→ WORK TASK
Please read the winter eye health text below and state the most common eye complaint in winter.

→ EXERCISE PASSAGE
+ + + + + + +
Winter Eye Health

Damaging reflections from the sun off snow and ice and dry indoor air conditions can irritate your eyes and impair your vision. Caring for your eyes this winter season can help prevent long-term eye health problems such as damaged corneas and cataracts. Here are some helpful tips to keep your peepers bright and healthy during the winter months.

Dryness is the most common eye complaint in winter. It can create a burning or itching sensation or feel like you have something stuck in your eye. Lower humidity levels in your home or office are usually the culprit. Spending time outside on windy winter days can also have a drying effect.

Contact lens wearers are most susceptible to this problem, but it can affect anyone, particularly peri- and post-menopausal women who may have eye dryness because of the loss of estrogen. Over time, dryness can cause blurred vision or damage the cornea, which can also lead to blurred vision.

The key to ridding yourself of this pesky dryness is to keep moisture in your life — in and outside the body: moisten your eyes with artificial tears, drink extra fluids and use a hot- or cold-air humidifier while you’re awake and your eyes are open. For contact wearers, it’s a good idea to always keep a bottle of lubricating eye drops on hand. They’re available over the counter at pharmacies, drug stores and grocery stores and help supplement your natural tear layer, keeping your tears from evaporating so quickly.
+ + + + + + +
[Excerpts from a dataset]
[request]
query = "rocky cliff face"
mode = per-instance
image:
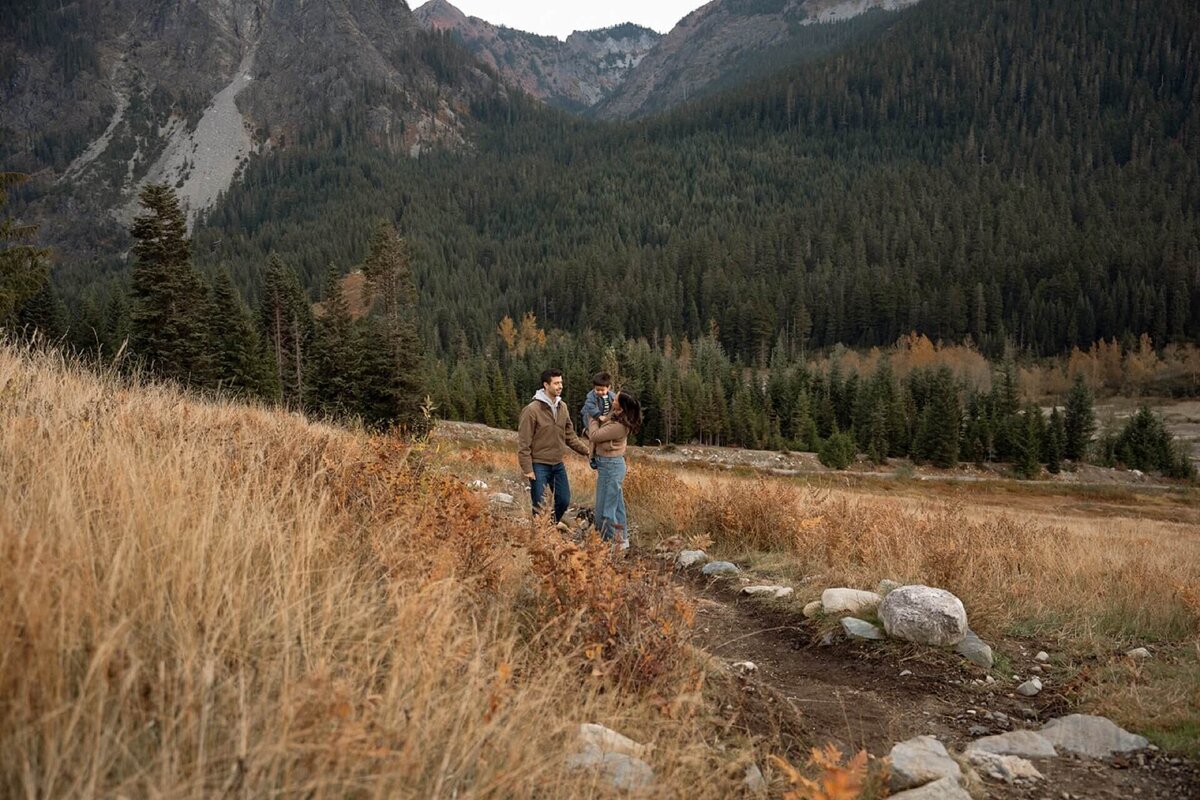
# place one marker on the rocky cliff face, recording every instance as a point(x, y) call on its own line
point(101, 97)
point(574, 74)
point(717, 40)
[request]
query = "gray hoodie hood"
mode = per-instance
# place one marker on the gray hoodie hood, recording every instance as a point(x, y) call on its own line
point(552, 403)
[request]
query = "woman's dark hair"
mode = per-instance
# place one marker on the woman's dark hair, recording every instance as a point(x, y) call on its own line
point(630, 411)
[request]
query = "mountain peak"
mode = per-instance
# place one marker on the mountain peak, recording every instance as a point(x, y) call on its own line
point(439, 14)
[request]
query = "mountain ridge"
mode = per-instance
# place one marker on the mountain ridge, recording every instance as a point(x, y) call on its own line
point(573, 73)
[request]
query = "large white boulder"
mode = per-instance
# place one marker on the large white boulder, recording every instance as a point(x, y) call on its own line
point(924, 615)
point(1091, 735)
point(943, 789)
point(919, 761)
point(1026, 744)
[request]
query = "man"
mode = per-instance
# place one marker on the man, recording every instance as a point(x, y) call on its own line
point(543, 434)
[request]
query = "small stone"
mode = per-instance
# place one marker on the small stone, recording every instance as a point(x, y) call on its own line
point(975, 650)
point(624, 773)
point(754, 781)
point(886, 587)
point(767, 591)
point(858, 629)
point(919, 761)
point(1092, 735)
point(924, 615)
point(1026, 744)
point(849, 601)
point(943, 789)
point(1003, 768)
point(616, 757)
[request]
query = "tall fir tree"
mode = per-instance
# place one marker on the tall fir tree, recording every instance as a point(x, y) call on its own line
point(171, 317)
point(336, 355)
point(394, 292)
point(239, 360)
point(1079, 420)
point(23, 268)
point(287, 326)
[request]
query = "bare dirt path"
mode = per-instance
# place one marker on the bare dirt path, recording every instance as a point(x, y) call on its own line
point(855, 696)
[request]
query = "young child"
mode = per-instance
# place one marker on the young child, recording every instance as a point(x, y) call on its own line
point(598, 403)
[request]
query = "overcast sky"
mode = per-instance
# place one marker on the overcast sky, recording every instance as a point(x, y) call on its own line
point(561, 17)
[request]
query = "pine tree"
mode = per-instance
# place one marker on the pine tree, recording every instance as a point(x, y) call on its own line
point(941, 421)
point(394, 290)
point(287, 326)
point(239, 362)
point(336, 355)
point(1026, 445)
point(23, 268)
point(169, 320)
point(1055, 441)
point(1079, 420)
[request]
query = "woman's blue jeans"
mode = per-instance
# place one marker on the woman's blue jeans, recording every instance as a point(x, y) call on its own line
point(611, 498)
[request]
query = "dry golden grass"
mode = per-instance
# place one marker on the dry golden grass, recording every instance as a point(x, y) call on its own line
point(201, 599)
point(1093, 582)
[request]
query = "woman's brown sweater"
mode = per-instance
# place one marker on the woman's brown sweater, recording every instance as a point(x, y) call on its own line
point(609, 439)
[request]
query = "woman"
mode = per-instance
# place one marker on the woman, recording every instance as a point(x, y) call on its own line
point(609, 435)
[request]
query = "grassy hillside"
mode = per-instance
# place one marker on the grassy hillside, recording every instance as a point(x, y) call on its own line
point(204, 599)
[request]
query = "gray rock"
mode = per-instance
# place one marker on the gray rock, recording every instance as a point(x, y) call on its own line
point(919, 761)
point(1026, 744)
point(754, 781)
point(616, 757)
point(886, 587)
point(1092, 735)
point(859, 629)
point(975, 650)
point(1008, 769)
point(943, 789)
point(924, 615)
point(767, 591)
point(847, 601)
point(625, 773)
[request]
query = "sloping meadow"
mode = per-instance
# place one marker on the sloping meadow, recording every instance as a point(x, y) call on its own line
point(1086, 585)
point(208, 599)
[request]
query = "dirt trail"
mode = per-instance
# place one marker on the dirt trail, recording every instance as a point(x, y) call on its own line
point(855, 696)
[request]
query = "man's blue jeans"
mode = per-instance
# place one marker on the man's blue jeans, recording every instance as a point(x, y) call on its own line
point(555, 476)
point(611, 499)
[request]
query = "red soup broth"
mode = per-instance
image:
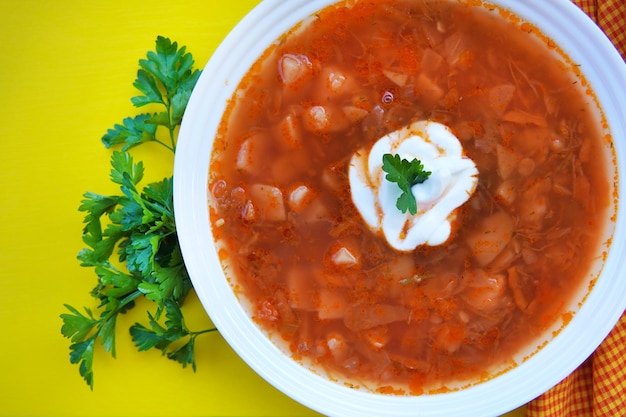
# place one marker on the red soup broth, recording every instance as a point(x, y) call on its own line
point(333, 292)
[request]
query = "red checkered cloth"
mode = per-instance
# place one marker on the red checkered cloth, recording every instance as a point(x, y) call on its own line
point(598, 387)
+ + + + + + +
→ RESULT OF THIS EXERCISE
Dryness.